AN INTERCHURCH FAMILY IN THE COUNTRY

We have been "rural" Christians for most of our married life. English village life has many joys, but also frustrations; for us, not least those caused by our continuing allegiance to two churches, often geographically far apart.

Our first village 

At the beginning of our married life we were part of a small group of committed people trying to continue prayer and fellowship in an Anglican parish church where the vicar was on the point of retirement. Sunday worship was not a high point of the week, but the fellowship group was one of the best we have ever joined. The Catholic church in the village was strong but isolated, with few links with other churches. We attended both churches regularly, but felt we had to keep our heads down with the rather traditional priest. 

Our second village 

Our move to another village brought hope. Both vicar and priest were more supportive. We became involved in both churches in the way many interchurch families do ­ I found myself on many Sundays ringing the bells at the Anglican church at the top of the hill, then driving hurriedly down the hill to play the organ for mass! Ecumenical work in the village was encouraging; the congregations did plenty of liaising, and we were fully involved. We were still unable to worship together with complete freedom ­ Richard was welcomed for a blessing at mass, but this was such an unusual practice that our priest invariably forgot when we got to the altar rail, and this created confusion and embarrassment. 

When Jonathan was born, we celebrated a very happy shared baptism service, attended by many people from both congregations. Churchgoing became fraught with the usual problems of those with babies, but on the whole we kept to "alternate weeks" attendance. It became more important to us to be at church together. The strains of family life with a baby meant we needed each other's support more, and for me the routine of worship and prayer was sometimes all that kept me from total disintegration. 

Another move 

We moved again. In looking for a community with strong churches in the unfamiliar Midlands, we came to our present home and were immensely encouraged to find that the Anglican parish church loaned its building to the Catholic congregation for Saturday evening mass. Surely, we thought, God has led us here; surely there will be plenty of sharing between the two congregations. It was not so. Saturday evening mass was attended by few people, and certainly not by young village families; the priest was elderly and tired, and six months after we moved in the Saturday mass was discontinued.

Goal A:
Collect every line of the rows below that contains the word "wooden".

Data supplied:

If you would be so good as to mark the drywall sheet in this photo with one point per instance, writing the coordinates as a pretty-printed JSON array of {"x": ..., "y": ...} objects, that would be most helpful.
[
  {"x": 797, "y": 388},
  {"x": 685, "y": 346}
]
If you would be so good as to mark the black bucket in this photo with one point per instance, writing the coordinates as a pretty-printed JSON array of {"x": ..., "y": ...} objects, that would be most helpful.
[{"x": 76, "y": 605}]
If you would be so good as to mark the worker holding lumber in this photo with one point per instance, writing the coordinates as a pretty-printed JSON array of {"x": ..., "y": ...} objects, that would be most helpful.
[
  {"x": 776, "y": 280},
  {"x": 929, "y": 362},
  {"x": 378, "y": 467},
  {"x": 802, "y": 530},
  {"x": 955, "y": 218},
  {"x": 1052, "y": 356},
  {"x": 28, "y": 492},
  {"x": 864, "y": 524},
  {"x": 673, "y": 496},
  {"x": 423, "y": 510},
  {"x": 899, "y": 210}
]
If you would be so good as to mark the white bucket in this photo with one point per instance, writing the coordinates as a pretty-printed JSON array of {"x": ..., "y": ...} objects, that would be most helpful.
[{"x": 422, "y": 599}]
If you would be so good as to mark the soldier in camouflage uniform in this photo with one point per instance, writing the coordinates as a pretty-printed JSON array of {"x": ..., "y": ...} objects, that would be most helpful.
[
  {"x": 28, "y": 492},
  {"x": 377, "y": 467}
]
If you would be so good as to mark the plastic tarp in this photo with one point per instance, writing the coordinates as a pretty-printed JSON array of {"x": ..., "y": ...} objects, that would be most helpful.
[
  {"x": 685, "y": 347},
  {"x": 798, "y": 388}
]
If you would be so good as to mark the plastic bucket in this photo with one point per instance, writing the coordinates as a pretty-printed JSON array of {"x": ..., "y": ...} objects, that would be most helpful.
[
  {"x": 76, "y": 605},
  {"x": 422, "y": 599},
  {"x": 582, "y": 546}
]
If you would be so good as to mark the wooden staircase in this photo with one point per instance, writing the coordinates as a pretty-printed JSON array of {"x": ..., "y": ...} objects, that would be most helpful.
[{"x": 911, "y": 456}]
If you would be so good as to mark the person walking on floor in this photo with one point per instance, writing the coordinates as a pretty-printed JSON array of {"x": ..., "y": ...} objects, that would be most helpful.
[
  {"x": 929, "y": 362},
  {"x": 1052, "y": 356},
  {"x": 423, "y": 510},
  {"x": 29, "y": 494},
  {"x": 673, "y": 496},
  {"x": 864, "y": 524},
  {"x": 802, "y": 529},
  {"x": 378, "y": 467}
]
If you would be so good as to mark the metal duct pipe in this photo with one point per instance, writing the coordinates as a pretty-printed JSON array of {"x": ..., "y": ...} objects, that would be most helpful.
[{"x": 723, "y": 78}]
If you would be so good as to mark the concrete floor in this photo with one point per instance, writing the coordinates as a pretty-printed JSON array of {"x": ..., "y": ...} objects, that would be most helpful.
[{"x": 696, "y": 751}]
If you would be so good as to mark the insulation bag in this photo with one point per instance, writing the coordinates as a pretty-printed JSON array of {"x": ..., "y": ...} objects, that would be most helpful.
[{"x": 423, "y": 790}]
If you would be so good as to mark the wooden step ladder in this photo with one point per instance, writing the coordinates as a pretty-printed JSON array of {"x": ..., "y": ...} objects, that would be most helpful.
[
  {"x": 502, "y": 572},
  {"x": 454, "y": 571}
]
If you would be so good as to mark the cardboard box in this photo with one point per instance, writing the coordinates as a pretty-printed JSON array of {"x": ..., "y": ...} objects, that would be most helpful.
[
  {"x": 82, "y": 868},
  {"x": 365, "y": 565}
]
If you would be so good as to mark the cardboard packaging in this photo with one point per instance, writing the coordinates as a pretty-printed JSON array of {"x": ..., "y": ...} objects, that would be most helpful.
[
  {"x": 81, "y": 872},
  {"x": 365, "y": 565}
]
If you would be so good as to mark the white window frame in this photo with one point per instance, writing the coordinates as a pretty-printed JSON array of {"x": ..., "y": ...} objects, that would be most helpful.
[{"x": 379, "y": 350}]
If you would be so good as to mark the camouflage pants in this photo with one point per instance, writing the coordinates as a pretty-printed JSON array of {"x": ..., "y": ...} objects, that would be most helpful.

Goal B:
List the section headings that appear under the title of the account of an interchurch family above.

Exercise response A:
If you would be so good as to mark the wooden staircase in this photo with one point per instance, writing the coordinates as a pretty-printed JSON array of {"x": ..., "y": ...} objects, that would be most helpful.
If you would be so good as to mark the wooden step ladder in this photo with one point per instance, writing the coordinates as a pretty-printed JSON array of {"x": ..., "y": ...} objects, that would be most helpful.

Exercise response B:
- Our first village
- Our second village
- Another move